* begin RECORDS TO PROCESS *

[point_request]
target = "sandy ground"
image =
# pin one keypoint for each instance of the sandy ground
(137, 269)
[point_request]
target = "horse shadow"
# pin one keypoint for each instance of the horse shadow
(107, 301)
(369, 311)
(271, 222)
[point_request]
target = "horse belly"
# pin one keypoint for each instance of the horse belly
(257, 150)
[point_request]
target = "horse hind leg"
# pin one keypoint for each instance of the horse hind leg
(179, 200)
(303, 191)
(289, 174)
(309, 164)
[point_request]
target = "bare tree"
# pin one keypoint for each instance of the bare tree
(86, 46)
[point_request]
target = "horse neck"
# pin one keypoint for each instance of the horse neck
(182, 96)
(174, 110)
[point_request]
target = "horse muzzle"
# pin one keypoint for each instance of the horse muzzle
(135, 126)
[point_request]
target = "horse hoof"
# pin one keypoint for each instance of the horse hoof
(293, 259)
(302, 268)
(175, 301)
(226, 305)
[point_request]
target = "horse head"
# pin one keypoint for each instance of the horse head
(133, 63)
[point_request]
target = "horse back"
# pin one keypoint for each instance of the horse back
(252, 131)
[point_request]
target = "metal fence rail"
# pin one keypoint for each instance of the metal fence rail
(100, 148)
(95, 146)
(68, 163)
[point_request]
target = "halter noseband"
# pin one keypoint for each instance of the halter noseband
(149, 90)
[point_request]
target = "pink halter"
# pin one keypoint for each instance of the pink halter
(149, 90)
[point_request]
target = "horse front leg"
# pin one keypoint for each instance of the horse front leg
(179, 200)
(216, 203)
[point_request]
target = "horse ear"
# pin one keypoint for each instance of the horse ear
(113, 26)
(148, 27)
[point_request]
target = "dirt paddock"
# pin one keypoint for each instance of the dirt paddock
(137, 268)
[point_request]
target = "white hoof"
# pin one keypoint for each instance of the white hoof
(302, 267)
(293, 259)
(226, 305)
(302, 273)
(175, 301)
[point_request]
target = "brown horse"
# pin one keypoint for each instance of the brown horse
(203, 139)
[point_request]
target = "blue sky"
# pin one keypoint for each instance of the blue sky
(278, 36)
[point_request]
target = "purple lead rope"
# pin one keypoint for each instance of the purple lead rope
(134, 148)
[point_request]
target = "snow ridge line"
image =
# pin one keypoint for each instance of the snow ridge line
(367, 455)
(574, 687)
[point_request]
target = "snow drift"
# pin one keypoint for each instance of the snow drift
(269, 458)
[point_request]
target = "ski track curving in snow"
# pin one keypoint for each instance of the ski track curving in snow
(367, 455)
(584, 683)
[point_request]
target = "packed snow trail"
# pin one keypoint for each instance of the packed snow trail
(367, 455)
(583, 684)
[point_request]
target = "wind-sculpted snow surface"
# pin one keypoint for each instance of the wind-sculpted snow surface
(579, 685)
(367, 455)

* end RECORDS TO PROCESS *

- TASK OBJECTIVE: Please output every record, keeping each line exact.

- ANSWER TO THIS PROBLEM:
[point_request]
target = "sandy ground"
image =
# pin one keypoint for each instance of the sandy ground
(137, 269)
[point_request]
target = "horse shadow"
# pin one keypoint for each instance of the horse shadow
(107, 301)
(369, 311)
(271, 222)
[point_request]
target = "horse belly"
# pin one keypoint for each instance of the horse belly
(257, 150)
[point_request]
target = "horse hind leg"
# pin one keypoint for each instance of the horse hind leg
(179, 200)
(303, 191)
(289, 174)
(309, 164)
[point_request]
target = "bare tree"
# pin one keypoint for each instance of the bare tree
(86, 46)
[point_request]
target = "horse neck"
# pin one keypoint for each instance of the horse neck
(182, 96)
(174, 110)
[point_request]
target = "horse muzzle"
# pin one keypoint for each instance of the horse muzzle
(135, 126)
[point_request]
target = "horse hoof"
# pin one keypoint for each instance of the horse hoof
(293, 259)
(302, 268)
(175, 301)
(226, 305)
[point_request]
target = "horse head"
# pin one keypoint for each instance of the horse head
(133, 63)
[point_request]
target = "horse back"
# pin one keypoint for each instance of the horse back
(252, 131)
[point_request]
target = "metal fence rail"
# pin one keypoint for each instance of the metal fence rail
(100, 148)
(95, 146)
(68, 163)
[point_request]
target = "halter noseband"
# pin one keypoint for each instance of the halter noseband
(149, 90)
[point_request]
target = "pink halter"
# pin one keypoint for each instance of the pink halter
(149, 90)
[point_request]
target = "horse front leg"
# pin one keypoint for each instance of the horse front leg
(179, 200)
(216, 203)
[point_request]
target = "horse ear"
# pin one keypoint for each instance of the horse ear
(113, 26)
(148, 27)
[point_request]
target = "dirt paddock"
# pin one keypoint for each instance of the dirt paddock
(137, 268)
[point_request]
target = "white hoof"
# pin one keypoint for each instance of the white hoof
(302, 267)
(293, 259)
(226, 305)
(302, 273)
(175, 301)
[point_request]
target = "brown horse"
# pin one keypoint for each instance of the brown horse
(203, 139)
[point_request]
target = "blue sky"
# pin one keypoint for each instance of the blue sky
(278, 36)
[point_request]
target = "purple lead rope"
# pin one keypoint for each instance of the purple lead rope
(134, 148)
[point_request]
target = "snow ridge line"
image =
# pin one keypoint for each instance of the snow ridge line
(367, 455)
(574, 687)
[point_request]
target = "snow drift"
# pin one keypoint for each instance of the snow drift
(269, 458)
[point_request]
target = "ski track curving in snow"
# pin one keypoint for each instance of the ski track curving in snow
(367, 455)
(584, 683)
[point_request]
target = "packed snow trail"
# pin one keypoint for each instance of the packed snow trail
(367, 455)
(583, 684)
[point_request]
target = "wind-sculpted snow surface"
# pin one keypoint for each instance of the wind-sculpted snow surface
(579, 685)
(367, 455)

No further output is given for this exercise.